-- Start Provided records --

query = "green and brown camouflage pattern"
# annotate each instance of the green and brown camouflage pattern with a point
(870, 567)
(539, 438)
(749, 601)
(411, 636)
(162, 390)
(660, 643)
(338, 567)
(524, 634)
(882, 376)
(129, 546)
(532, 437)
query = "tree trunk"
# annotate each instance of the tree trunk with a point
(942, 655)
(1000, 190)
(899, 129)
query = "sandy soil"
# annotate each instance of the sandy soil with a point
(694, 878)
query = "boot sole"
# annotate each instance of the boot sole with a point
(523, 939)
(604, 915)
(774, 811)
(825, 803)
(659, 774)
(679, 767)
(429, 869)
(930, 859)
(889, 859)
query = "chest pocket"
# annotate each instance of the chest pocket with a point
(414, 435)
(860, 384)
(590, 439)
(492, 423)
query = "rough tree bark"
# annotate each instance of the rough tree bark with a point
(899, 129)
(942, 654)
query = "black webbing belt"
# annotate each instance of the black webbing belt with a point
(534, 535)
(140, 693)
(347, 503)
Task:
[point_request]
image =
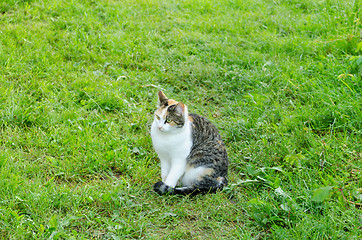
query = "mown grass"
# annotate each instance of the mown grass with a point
(280, 79)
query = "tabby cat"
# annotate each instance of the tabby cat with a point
(190, 149)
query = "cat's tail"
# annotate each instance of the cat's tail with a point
(163, 189)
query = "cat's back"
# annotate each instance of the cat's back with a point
(203, 130)
(208, 148)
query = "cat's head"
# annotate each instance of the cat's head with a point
(170, 115)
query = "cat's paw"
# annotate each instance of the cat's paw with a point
(161, 188)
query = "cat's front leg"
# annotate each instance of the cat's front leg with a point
(178, 168)
(165, 169)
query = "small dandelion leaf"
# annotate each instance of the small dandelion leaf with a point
(321, 194)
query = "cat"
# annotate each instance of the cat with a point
(190, 149)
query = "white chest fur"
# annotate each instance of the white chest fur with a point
(172, 145)
(172, 148)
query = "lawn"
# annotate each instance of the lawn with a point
(281, 79)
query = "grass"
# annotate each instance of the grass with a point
(282, 81)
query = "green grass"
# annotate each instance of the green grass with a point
(282, 80)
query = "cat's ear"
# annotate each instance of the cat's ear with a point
(179, 108)
(161, 98)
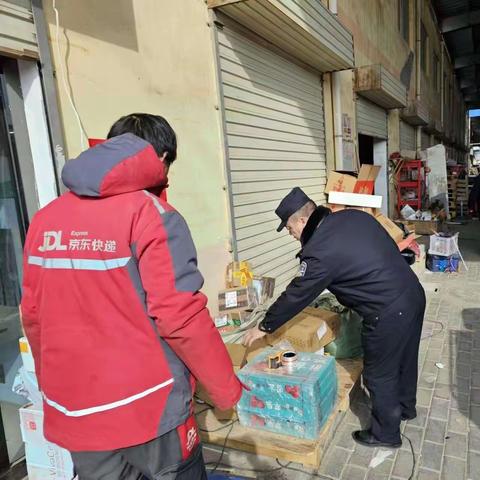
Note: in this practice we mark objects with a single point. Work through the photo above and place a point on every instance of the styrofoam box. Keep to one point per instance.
(39, 452)
(26, 353)
(294, 400)
(49, 456)
(355, 199)
(443, 246)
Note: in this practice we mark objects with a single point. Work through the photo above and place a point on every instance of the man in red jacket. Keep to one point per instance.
(113, 311)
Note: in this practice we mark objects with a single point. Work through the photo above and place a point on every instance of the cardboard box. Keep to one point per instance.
(42, 473)
(364, 183)
(338, 208)
(366, 179)
(237, 299)
(389, 225)
(41, 455)
(309, 331)
(340, 182)
(265, 288)
(26, 354)
(238, 274)
(355, 199)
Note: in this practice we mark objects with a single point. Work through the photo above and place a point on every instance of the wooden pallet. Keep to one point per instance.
(287, 448)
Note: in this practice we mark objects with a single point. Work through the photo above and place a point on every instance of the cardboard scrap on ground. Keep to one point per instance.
(346, 182)
(309, 331)
(305, 331)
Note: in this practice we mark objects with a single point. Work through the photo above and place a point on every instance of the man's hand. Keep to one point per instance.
(252, 335)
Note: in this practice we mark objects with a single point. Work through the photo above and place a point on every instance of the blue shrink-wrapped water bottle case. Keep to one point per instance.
(293, 400)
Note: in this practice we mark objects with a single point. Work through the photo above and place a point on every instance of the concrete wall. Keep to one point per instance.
(125, 56)
(428, 91)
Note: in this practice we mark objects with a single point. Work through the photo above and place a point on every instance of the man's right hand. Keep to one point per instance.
(252, 336)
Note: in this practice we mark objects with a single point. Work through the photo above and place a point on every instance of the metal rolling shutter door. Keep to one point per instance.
(18, 37)
(371, 119)
(425, 140)
(275, 141)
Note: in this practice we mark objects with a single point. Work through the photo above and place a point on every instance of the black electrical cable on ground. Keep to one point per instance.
(414, 458)
(434, 334)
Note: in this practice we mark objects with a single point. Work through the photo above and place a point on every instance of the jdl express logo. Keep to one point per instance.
(52, 241)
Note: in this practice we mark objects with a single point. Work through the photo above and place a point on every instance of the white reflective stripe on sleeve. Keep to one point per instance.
(78, 263)
(108, 406)
(155, 201)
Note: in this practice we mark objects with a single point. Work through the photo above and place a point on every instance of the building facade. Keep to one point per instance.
(264, 95)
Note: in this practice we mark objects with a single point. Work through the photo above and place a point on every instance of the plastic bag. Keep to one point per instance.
(26, 385)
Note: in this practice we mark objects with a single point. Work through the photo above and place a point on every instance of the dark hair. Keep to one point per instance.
(152, 128)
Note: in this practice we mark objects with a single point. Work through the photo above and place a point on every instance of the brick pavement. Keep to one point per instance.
(445, 436)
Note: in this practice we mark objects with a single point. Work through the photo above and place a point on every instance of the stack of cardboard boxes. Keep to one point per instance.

-- End Provided records --

- [Aim]: Reproduce exactly the lines from the one with "right hand. Keep to one point per instance." through the end of the entries above, both ends included.

- [Written solution]:
Note: in this practice we mark objects with a single point. Work through the photo above and place a point on every instance of the man's right hand. Keep to one point per instance.
(252, 336)
Note: in this practice we mark objects with a single point. Work through the photo above and place a point on every instance of the metal rolling shutter door. Keep to one point per instance.
(18, 37)
(371, 119)
(425, 140)
(275, 141)
Note: in this practice we mark objects with a single point. Work through the photo above and place a point on every instance of the black electrical cable on ground. Keep to one point per instance.
(414, 458)
(434, 334)
Note: in this practice we mark objects with a single point. Work through the photo above and place a point on every instance of the jdl express logo. Keep to one point per instance.
(52, 241)
Note: in this practice we mark objects with a single point. Work through the photo above and place a point on every instance of the white reflective stripe on sleeve. Keep to one point per instance.
(78, 263)
(108, 406)
(155, 201)
Note: in this practice we mark objects with a single point. Work through the photo above and place a point on every instance of the building facade. Keep to one point per instance.
(264, 95)
Note: in this practice we mark objects with a single point. Work through the photo above and place a point on every instance of the plastic bag. Keep to one point per instance.
(26, 385)
Note: in this practice we mark objects with a single point. Work through the photo above and place a point on every instance of the dark hair. Keep to one point per instance.
(152, 128)
Note: in this practice we mark objects with a single point. Work through the photo above and place a point on every instance of the brick pavement. Keep to one point per instance.
(445, 436)
Note: in this practice we mark objects with a single point. Work through the photo above and place a point on every instance of the stack of cardboard boxes. Keep to one point per instance.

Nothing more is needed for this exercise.